> Work required: Only the lines from the one containing "[indicate] landscaping rock" through the end of the entries should be repeated, exactly as they appear, first and last included.

> Records for processing:
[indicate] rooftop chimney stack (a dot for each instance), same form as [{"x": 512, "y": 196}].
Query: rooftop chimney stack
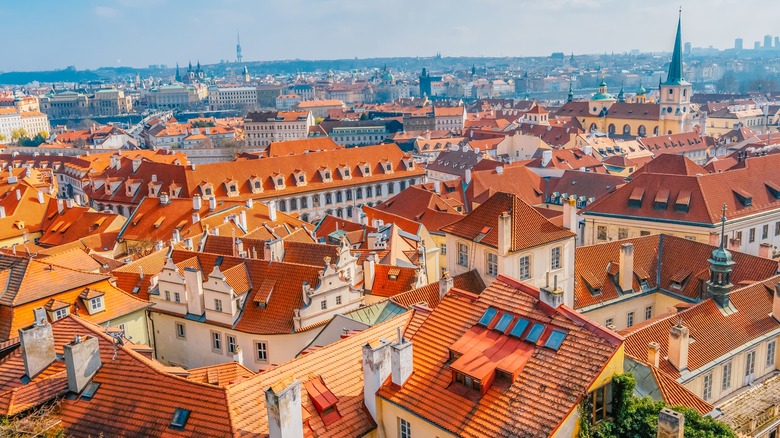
[
  {"x": 679, "y": 337},
  {"x": 626, "y": 273},
  {"x": 82, "y": 361},
  {"x": 401, "y": 360},
  {"x": 283, "y": 403},
  {"x": 376, "y": 369}
]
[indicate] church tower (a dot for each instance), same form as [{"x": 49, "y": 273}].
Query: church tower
[
  {"x": 675, "y": 99},
  {"x": 721, "y": 264}
]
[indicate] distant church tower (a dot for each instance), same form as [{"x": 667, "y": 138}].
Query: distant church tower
[
  {"x": 675, "y": 99},
  {"x": 239, "y": 57}
]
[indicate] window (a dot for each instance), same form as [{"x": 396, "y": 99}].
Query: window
[
  {"x": 706, "y": 392},
  {"x": 261, "y": 349},
  {"x": 463, "y": 254},
  {"x": 492, "y": 264},
  {"x": 525, "y": 268},
  {"x": 404, "y": 428},
  {"x": 96, "y": 303},
  {"x": 726, "y": 379},
  {"x": 555, "y": 258},
  {"x": 216, "y": 342}
]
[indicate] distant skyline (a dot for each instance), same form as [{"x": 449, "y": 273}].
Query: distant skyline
[{"x": 48, "y": 35}]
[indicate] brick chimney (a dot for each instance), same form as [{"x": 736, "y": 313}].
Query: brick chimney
[
  {"x": 283, "y": 403},
  {"x": 446, "y": 283},
  {"x": 37, "y": 344},
  {"x": 376, "y": 369},
  {"x": 401, "y": 360},
  {"x": 679, "y": 337},
  {"x": 82, "y": 361},
  {"x": 504, "y": 233},
  {"x": 654, "y": 354},
  {"x": 626, "y": 273}
]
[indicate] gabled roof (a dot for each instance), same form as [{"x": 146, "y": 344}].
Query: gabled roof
[
  {"x": 545, "y": 390},
  {"x": 529, "y": 227}
]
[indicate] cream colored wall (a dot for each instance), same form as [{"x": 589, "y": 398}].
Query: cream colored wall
[{"x": 195, "y": 350}]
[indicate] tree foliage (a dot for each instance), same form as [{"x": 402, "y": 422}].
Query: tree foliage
[{"x": 637, "y": 417}]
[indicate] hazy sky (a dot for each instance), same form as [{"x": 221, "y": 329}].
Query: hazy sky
[{"x": 42, "y": 35}]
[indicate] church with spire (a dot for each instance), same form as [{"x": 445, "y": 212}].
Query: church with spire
[{"x": 623, "y": 117}]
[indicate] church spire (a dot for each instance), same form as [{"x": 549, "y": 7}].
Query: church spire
[{"x": 675, "y": 68}]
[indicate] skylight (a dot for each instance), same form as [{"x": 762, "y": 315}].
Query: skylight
[
  {"x": 487, "y": 318},
  {"x": 535, "y": 333},
  {"x": 503, "y": 322},
  {"x": 555, "y": 339}
]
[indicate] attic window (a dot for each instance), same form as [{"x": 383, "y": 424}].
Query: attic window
[
  {"x": 180, "y": 417},
  {"x": 744, "y": 197}
]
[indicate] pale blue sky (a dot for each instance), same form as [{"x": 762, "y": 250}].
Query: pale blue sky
[{"x": 88, "y": 33}]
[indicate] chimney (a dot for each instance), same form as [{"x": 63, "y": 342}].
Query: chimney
[
  {"x": 272, "y": 210},
  {"x": 626, "y": 273},
  {"x": 369, "y": 272},
  {"x": 82, "y": 361},
  {"x": 193, "y": 290},
  {"x": 283, "y": 403},
  {"x": 765, "y": 250},
  {"x": 504, "y": 233},
  {"x": 401, "y": 360},
  {"x": 37, "y": 344},
  {"x": 552, "y": 296},
  {"x": 570, "y": 214},
  {"x": 546, "y": 157},
  {"x": 376, "y": 369},
  {"x": 654, "y": 354},
  {"x": 678, "y": 346},
  {"x": 446, "y": 283}
]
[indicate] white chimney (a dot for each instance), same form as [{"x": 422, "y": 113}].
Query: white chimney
[
  {"x": 82, "y": 361},
  {"x": 193, "y": 284},
  {"x": 570, "y": 214},
  {"x": 654, "y": 354},
  {"x": 37, "y": 343},
  {"x": 401, "y": 360},
  {"x": 283, "y": 403},
  {"x": 376, "y": 369},
  {"x": 504, "y": 233},
  {"x": 678, "y": 346},
  {"x": 369, "y": 271},
  {"x": 546, "y": 157},
  {"x": 626, "y": 271},
  {"x": 446, "y": 282},
  {"x": 272, "y": 210}
]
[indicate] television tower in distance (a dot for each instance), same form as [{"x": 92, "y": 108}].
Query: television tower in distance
[{"x": 239, "y": 57}]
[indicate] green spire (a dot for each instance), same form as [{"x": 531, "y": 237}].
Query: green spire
[{"x": 675, "y": 68}]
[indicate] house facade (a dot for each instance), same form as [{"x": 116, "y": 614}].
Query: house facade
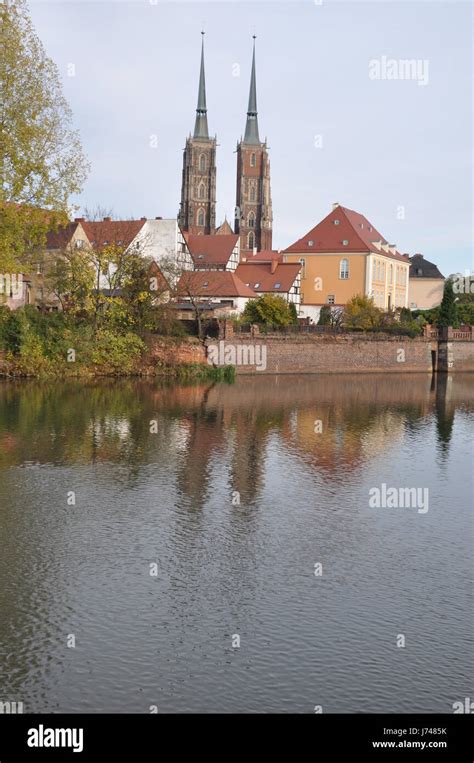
[{"x": 344, "y": 255}]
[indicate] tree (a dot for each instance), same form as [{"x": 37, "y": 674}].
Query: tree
[
  {"x": 71, "y": 279},
  {"x": 269, "y": 309},
  {"x": 360, "y": 312},
  {"x": 448, "y": 314},
  {"x": 42, "y": 162}
]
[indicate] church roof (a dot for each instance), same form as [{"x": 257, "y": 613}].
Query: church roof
[
  {"x": 344, "y": 230},
  {"x": 251, "y": 128},
  {"x": 200, "y": 127},
  {"x": 224, "y": 229},
  {"x": 213, "y": 249}
]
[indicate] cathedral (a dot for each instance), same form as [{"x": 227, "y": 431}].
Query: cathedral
[{"x": 253, "y": 204}]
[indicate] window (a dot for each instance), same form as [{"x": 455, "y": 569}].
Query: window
[{"x": 344, "y": 269}]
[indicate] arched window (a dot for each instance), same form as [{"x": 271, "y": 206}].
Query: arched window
[{"x": 344, "y": 269}]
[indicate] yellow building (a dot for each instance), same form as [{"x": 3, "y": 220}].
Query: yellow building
[{"x": 345, "y": 255}]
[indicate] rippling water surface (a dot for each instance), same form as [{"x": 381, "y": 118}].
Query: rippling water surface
[{"x": 235, "y": 498}]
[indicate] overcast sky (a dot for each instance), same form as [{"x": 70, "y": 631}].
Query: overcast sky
[{"x": 387, "y": 147}]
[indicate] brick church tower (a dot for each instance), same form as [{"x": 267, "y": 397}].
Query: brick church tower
[
  {"x": 197, "y": 213},
  {"x": 253, "y": 211}
]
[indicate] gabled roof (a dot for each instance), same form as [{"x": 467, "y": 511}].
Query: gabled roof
[
  {"x": 343, "y": 224},
  {"x": 120, "y": 232},
  {"x": 421, "y": 268},
  {"x": 61, "y": 237},
  {"x": 213, "y": 283},
  {"x": 213, "y": 249},
  {"x": 259, "y": 276}
]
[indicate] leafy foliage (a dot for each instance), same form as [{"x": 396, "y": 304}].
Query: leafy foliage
[
  {"x": 268, "y": 310},
  {"x": 42, "y": 159}
]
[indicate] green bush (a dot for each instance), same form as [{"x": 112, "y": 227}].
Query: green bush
[{"x": 115, "y": 354}]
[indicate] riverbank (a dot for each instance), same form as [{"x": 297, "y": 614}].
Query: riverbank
[{"x": 220, "y": 360}]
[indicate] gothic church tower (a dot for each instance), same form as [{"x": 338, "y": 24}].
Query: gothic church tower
[
  {"x": 253, "y": 211},
  {"x": 197, "y": 212}
]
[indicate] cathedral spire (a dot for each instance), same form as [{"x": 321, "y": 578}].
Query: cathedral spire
[
  {"x": 251, "y": 127},
  {"x": 200, "y": 128}
]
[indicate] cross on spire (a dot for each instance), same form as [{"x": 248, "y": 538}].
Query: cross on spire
[{"x": 200, "y": 127}]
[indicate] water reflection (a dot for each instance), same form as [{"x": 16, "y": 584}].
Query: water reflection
[{"x": 236, "y": 492}]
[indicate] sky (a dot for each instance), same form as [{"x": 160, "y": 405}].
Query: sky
[{"x": 341, "y": 122}]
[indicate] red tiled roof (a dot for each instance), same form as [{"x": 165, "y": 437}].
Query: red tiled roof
[
  {"x": 220, "y": 283},
  {"x": 285, "y": 274},
  {"x": 327, "y": 236},
  {"x": 224, "y": 229},
  {"x": 212, "y": 250},
  {"x": 102, "y": 232},
  {"x": 62, "y": 237},
  {"x": 266, "y": 255}
]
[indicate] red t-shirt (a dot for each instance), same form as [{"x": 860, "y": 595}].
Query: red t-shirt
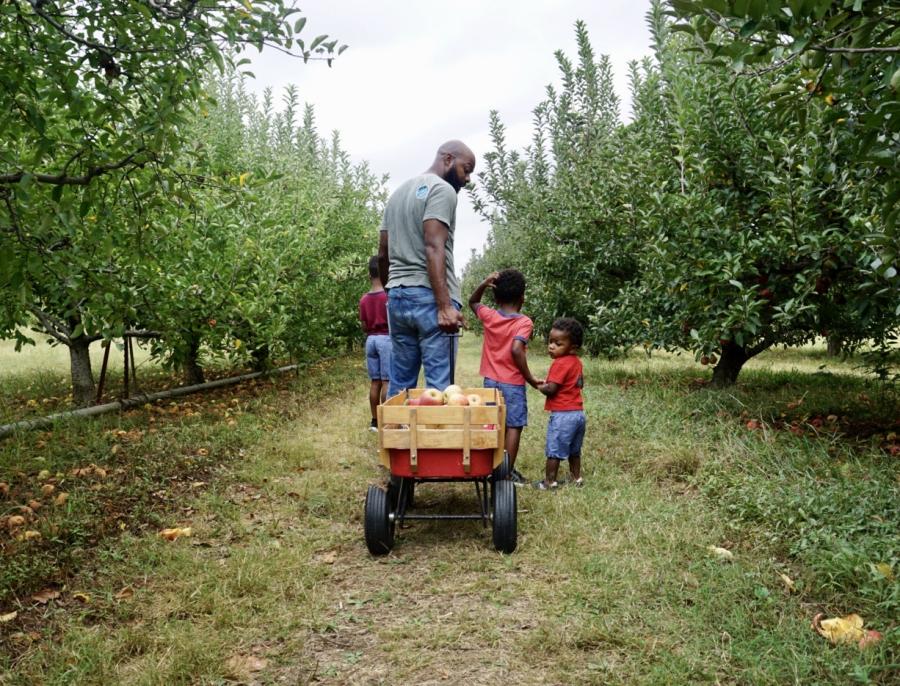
[
  {"x": 567, "y": 372},
  {"x": 500, "y": 330},
  {"x": 373, "y": 313}
]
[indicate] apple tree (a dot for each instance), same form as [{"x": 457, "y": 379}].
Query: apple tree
[{"x": 95, "y": 98}]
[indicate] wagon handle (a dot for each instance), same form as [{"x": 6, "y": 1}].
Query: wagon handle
[{"x": 450, "y": 341}]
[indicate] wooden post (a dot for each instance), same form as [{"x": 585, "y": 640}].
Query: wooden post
[
  {"x": 127, "y": 393},
  {"x": 106, "y": 347},
  {"x": 133, "y": 369},
  {"x": 467, "y": 440},
  {"x": 413, "y": 435}
]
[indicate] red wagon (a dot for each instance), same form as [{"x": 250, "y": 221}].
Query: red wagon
[{"x": 440, "y": 443}]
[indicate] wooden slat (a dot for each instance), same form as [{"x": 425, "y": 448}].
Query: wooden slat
[
  {"x": 442, "y": 414},
  {"x": 467, "y": 440},
  {"x": 479, "y": 439},
  {"x": 413, "y": 440}
]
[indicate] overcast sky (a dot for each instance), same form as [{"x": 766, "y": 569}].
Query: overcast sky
[{"x": 419, "y": 73}]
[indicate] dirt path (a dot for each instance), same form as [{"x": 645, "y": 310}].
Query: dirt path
[{"x": 611, "y": 584}]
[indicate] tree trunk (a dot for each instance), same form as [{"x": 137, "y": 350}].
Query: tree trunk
[
  {"x": 193, "y": 372},
  {"x": 260, "y": 357},
  {"x": 729, "y": 366},
  {"x": 83, "y": 390}
]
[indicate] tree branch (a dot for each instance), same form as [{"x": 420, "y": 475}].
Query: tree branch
[
  {"x": 63, "y": 179},
  {"x": 53, "y": 326}
]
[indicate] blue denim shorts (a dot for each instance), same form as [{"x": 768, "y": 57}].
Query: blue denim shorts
[
  {"x": 516, "y": 403},
  {"x": 378, "y": 357},
  {"x": 565, "y": 434}
]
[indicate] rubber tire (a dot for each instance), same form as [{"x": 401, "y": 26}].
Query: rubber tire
[
  {"x": 503, "y": 470},
  {"x": 394, "y": 491},
  {"x": 379, "y": 529},
  {"x": 505, "y": 513}
]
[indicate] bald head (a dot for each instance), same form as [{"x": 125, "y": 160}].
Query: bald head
[{"x": 454, "y": 162}]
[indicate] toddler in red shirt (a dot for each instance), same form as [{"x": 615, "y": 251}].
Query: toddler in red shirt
[
  {"x": 565, "y": 431},
  {"x": 504, "y": 360},
  {"x": 373, "y": 318}
]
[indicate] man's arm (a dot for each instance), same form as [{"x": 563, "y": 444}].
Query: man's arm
[
  {"x": 383, "y": 263},
  {"x": 475, "y": 298},
  {"x": 449, "y": 318}
]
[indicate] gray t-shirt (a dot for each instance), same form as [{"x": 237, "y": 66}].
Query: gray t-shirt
[{"x": 423, "y": 197}]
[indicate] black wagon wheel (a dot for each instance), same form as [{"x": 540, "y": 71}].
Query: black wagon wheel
[
  {"x": 505, "y": 526},
  {"x": 379, "y": 529},
  {"x": 409, "y": 491},
  {"x": 502, "y": 470}
]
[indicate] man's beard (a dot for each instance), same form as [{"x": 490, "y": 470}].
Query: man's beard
[{"x": 453, "y": 179}]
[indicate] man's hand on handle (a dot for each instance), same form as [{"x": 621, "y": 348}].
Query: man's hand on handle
[{"x": 450, "y": 320}]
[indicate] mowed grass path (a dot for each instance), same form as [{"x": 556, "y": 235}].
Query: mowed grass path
[{"x": 611, "y": 584}]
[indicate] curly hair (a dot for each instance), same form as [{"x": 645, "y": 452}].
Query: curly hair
[
  {"x": 509, "y": 286},
  {"x": 571, "y": 327}
]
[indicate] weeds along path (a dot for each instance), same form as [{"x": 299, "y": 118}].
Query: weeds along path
[{"x": 611, "y": 584}]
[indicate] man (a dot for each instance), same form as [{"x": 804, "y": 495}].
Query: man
[{"x": 415, "y": 260}]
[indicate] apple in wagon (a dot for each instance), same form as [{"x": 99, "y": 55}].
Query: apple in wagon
[
  {"x": 431, "y": 396},
  {"x": 452, "y": 389}
]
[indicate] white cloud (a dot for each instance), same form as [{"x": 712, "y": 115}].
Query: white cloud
[{"x": 417, "y": 74}]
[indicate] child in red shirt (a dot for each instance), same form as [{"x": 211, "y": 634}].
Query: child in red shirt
[
  {"x": 504, "y": 362},
  {"x": 373, "y": 318},
  {"x": 565, "y": 431}
]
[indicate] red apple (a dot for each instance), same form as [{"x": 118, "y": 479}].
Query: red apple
[
  {"x": 452, "y": 389},
  {"x": 431, "y": 396}
]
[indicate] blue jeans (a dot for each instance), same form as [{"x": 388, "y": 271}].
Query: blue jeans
[
  {"x": 565, "y": 434},
  {"x": 416, "y": 340},
  {"x": 378, "y": 357}
]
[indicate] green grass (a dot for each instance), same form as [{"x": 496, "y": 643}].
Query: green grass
[{"x": 611, "y": 584}]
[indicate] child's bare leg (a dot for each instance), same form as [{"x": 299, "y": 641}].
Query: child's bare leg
[
  {"x": 551, "y": 470},
  {"x": 575, "y": 467},
  {"x": 374, "y": 396},
  {"x": 513, "y": 436}
]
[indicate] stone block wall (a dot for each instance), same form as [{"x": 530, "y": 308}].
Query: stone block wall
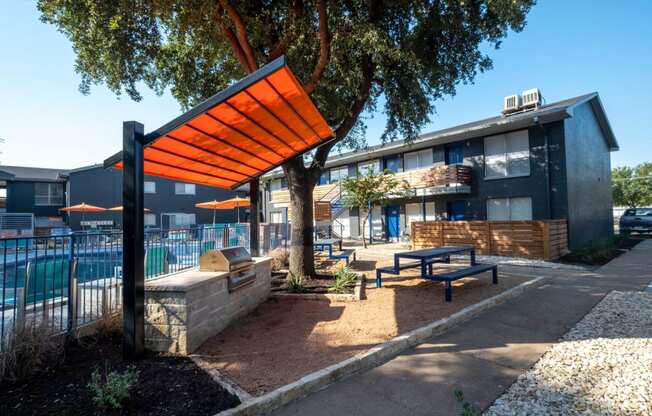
[{"x": 185, "y": 309}]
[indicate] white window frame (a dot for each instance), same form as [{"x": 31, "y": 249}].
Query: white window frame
[
  {"x": 49, "y": 200},
  {"x": 508, "y": 157},
  {"x": 149, "y": 187},
  {"x": 181, "y": 188},
  {"x": 336, "y": 174},
  {"x": 363, "y": 167},
  {"x": 149, "y": 219},
  {"x": 424, "y": 159},
  {"x": 508, "y": 204}
]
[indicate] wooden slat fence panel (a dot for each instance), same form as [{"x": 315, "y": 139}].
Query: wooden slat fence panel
[{"x": 532, "y": 239}]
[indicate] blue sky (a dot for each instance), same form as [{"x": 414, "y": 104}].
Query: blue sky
[{"x": 568, "y": 48}]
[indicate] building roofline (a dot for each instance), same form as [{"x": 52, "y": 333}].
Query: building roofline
[{"x": 548, "y": 113}]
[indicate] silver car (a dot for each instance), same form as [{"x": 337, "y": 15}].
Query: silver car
[{"x": 636, "y": 220}]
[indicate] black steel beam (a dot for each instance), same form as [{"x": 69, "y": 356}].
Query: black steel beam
[
  {"x": 133, "y": 239},
  {"x": 254, "y": 233}
]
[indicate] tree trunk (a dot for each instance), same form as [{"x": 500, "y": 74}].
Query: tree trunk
[
  {"x": 364, "y": 228},
  {"x": 301, "y": 185}
]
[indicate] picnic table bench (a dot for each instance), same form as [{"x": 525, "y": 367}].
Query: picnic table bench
[
  {"x": 346, "y": 255},
  {"x": 427, "y": 257}
]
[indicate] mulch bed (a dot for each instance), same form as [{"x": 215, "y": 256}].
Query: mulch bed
[
  {"x": 167, "y": 385},
  {"x": 318, "y": 284},
  {"x": 600, "y": 255}
]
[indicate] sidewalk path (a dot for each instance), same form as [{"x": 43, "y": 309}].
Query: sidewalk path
[{"x": 483, "y": 356}]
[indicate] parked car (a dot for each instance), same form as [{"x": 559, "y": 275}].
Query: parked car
[{"x": 636, "y": 220}]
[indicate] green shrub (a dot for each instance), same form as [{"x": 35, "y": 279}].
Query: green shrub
[
  {"x": 30, "y": 348},
  {"x": 110, "y": 390},
  {"x": 280, "y": 259},
  {"x": 295, "y": 283},
  {"x": 596, "y": 252},
  {"x": 467, "y": 408},
  {"x": 344, "y": 279}
]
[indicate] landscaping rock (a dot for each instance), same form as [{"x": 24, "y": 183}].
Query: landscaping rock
[{"x": 603, "y": 366}]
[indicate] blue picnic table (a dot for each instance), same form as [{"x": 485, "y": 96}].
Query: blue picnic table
[
  {"x": 427, "y": 257},
  {"x": 326, "y": 244}
]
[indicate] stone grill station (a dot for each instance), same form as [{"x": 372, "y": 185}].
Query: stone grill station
[{"x": 183, "y": 310}]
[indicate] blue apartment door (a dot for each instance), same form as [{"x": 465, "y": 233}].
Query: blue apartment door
[
  {"x": 455, "y": 153},
  {"x": 392, "y": 213},
  {"x": 456, "y": 210}
]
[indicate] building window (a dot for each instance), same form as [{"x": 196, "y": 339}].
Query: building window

> Reply:
[indicate] landscaping rock (a dot for each instance), same form as [{"x": 24, "y": 183}].
Query: landscaping rock
[{"x": 603, "y": 366}]
[indicate] blue picnic table (a dot for each instance), same form as [{"x": 485, "y": 96}].
Query: blue picnic table
[
  {"x": 427, "y": 257},
  {"x": 326, "y": 244}
]
[indicate] stone grill station (a dot for each instance), same form as [{"x": 372, "y": 185}].
Query: stone grill station
[{"x": 183, "y": 310}]
[indicate] blue apartment door (a dot for each instance), same form as [{"x": 465, "y": 233}].
Query: blue apartment door
[
  {"x": 455, "y": 153},
  {"x": 392, "y": 213},
  {"x": 456, "y": 210}
]
[indicate] building window (a dot for each instance), same form as [{"x": 196, "y": 339}].
Query: building window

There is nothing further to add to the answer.